__Position annotation records__:
============================================================
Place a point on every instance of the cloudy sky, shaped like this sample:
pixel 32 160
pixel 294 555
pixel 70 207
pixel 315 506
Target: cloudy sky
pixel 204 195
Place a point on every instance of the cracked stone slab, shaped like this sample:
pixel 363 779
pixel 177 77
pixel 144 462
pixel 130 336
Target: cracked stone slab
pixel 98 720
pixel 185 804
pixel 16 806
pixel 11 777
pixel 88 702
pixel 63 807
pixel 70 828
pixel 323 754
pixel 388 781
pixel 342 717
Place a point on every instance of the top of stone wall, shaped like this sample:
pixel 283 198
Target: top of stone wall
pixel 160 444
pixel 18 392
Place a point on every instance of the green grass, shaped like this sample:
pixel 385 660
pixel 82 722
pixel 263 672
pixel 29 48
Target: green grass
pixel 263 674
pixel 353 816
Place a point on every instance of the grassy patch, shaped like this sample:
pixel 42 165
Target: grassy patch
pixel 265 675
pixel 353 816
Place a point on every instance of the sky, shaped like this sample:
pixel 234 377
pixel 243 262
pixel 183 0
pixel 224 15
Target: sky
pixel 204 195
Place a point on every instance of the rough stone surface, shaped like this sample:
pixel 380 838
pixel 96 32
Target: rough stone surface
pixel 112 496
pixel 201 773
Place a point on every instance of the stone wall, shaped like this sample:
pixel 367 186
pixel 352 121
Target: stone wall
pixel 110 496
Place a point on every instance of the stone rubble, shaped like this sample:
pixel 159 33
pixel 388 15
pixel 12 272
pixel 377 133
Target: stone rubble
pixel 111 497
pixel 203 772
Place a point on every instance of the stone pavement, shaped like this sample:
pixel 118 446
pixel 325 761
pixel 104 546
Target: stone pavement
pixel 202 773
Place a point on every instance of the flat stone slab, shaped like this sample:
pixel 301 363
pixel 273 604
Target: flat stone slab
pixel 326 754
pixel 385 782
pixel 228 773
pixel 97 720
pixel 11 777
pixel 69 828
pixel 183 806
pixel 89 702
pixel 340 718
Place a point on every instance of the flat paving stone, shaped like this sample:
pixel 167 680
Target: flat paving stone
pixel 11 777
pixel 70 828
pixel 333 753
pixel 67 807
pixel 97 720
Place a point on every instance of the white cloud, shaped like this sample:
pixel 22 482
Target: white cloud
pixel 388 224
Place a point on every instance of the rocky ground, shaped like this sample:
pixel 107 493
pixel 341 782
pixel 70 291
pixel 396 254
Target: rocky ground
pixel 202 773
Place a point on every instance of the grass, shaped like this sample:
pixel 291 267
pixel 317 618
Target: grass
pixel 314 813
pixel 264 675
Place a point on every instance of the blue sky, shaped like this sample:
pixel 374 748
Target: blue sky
============================================================
__TASK DESCRIPTION__:
Copy all of the data above line for line, keeping every character unchanged.

__RESULT OF THIS TASK__:
Place a point on every instance of the cloudy sky, shaped like this sample:
pixel 32 160
pixel 294 555
pixel 70 207
pixel 315 506
Target: cloudy sky
pixel 204 195
Place a point on every instance of the cracked stone slab, shaped like this sample:
pixel 363 779
pixel 177 77
pixel 144 462
pixel 130 336
Target: cracked stone slab
pixel 98 720
pixel 185 804
pixel 16 806
pixel 11 777
pixel 88 702
pixel 63 807
pixel 70 828
pixel 323 754
pixel 388 781
pixel 342 717
Place a point on every instance of the top of stone wall, shaped like this sample:
pixel 283 198
Target: top of stone wall
pixel 160 444
pixel 18 392
Place a point on every instance of the green grass, shaped like this sample:
pixel 385 660
pixel 82 722
pixel 263 672
pixel 29 48
Target: green grass
pixel 263 674
pixel 353 816
Place a point on every instance of the grassy patch, shaped like this sample:
pixel 42 165
Target: grassy patch
pixel 265 675
pixel 353 816
Place a point on every instance of the sky, shaped like this sample:
pixel 234 377
pixel 243 262
pixel 183 0
pixel 224 15
Target: sky
pixel 204 195
Place a point on every instance of the rough stone surface, shaped like this sample:
pixel 380 838
pixel 96 32
Target: rough stone surface
pixel 112 496
pixel 201 773
Place a point on every instance of the stone wall, shaped like this sample:
pixel 367 186
pixel 352 121
Target: stone wall
pixel 110 496
Place a point on every instance of the stone rubble, shaped like this sample:
pixel 159 33
pixel 388 15
pixel 12 272
pixel 377 133
Target: stone rubble
pixel 111 497
pixel 203 772
Place a point on every instance of the stone pavement, shaped like this sample:
pixel 118 446
pixel 325 761
pixel 104 546
Target: stone pavement
pixel 202 773
Place a point on every instance of the flat stone slab, shaped like this sample:
pixel 301 363
pixel 273 604
Target: flat stone slab
pixel 326 754
pixel 385 782
pixel 228 773
pixel 97 720
pixel 11 777
pixel 69 828
pixel 183 806
pixel 89 702
pixel 340 718
Place a point on every instance of the flat paving stone, shaped like this sample:
pixel 167 680
Target: flat paving stone
pixel 11 777
pixel 70 828
pixel 333 753
pixel 67 807
pixel 97 720
Place a point on every instance of the white cloud, shaped like this sample:
pixel 22 482
Target: white cloud
pixel 388 224
Place a point on every instance of the rocky ground, shaped like this sample:
pixel 107 493
pixel 341 782
pixel 70 291
pixel 396 254
Target: rocky ground
pixel 202 773
Place a point on every instance of the grass, shaped like this sample:
pixel 291 267
pixel 317 618
Target: grass
pixel 314 813
pixel 264 675
Place a point on every instance of the blue sky, shaped like this sample:
pixel 374 748
Target: blue sky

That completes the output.